**Цель**
Напишите продолжение текста о правительственной концепции развития страны до 2020 года, начав сразу после его последнего предложения.

**Фрагмент документа**
──────────
Свежая версия глобального правительственного замысла, а именно, концепции долгосрочного социально-экономического развития страны на период до 2020 года и плана действий правительства до 2010 года, еще раз продемонстрировала колоссальный разрыв между двумя полюсами: детализированными планами правительства и крайне примитивными возможностями государственного управления. Можно ли в здравом уме надеяться, что методами административно-бюрократического управления, этой винтажной репликой еще петровской государственной машины, будет осуществлен переход к инновационному социально ориентированному типу развития посредством создания системы демократических институтов и расширения свободы предпринимательства, как это прогнозирует концепция?
Логика предложенного варианта развития — сначала создание демократических институтов свободного общества как базового условия реализации реформ, а потом осуществление насущных преобразований — порочна. Такой переход невозможен: госаппарат впустую растратит ресурсы на модернизацию.
──────────
**Раздел данных**
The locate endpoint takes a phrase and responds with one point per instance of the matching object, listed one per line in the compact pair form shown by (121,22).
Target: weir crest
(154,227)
──────────
**Письменный ответ**
Страны т. н. догоняющего развития, которым приходится реформировать большинство социальных институтов, лишь в последнюю очередь получают возможность модернизировать аппарат власти. Видимо, для успешности этой затеи государственный аппарат должен испытывать постоянное давление модернизированных и эффективных институтов непубличной природы. Во всяком случае, похожим образом формировались многие современные демократии. Да и в России институциональные петровские новации имели отдаленным эхом демократизацию политического режима 60-х годов XIX века.
Поэтому перед российским государственным аппаратом нужно ставить посильные задачи, понимая, что он нескоро изменит свою природу. Посильные задачи предполагают заимствования и не имеют ничего общего с буйным социал-прожектерством, свойственным концепции. Как показывает опыт 90-х годов, современным государственным аппаратом России может вполне успешно решаться задача прямого копирования и минимальной адаптации заимствованных институтов. При этом с большой долей уверенности можно утверждать заранее, что общественные издержки на такое копирование и адаптацию окажутся значительно ниже расходов российского общества на хождение нетореными путями. К сожалению,
вся история институционального строительства в России с 1917-го по 1991 год есть история провалов, поражений и колоссальных общественных потерь как платы за беспочвенное и жестокое новаторство.
Сложно привести пример общественного института, выпестованного в России в XX веке, который был бы нашим ноу-хау и удивлял бы своей эффективностью. Лишь несколько приходят на ум: лучше и быстрее других мы организуем очередь, а также имеем уникальную культуру ожидания в условиях неопределенности (например, в приемной чиновника или ответа на посланный запрос в адрес органа власти), но в будущее с такими институтами не прорвешься.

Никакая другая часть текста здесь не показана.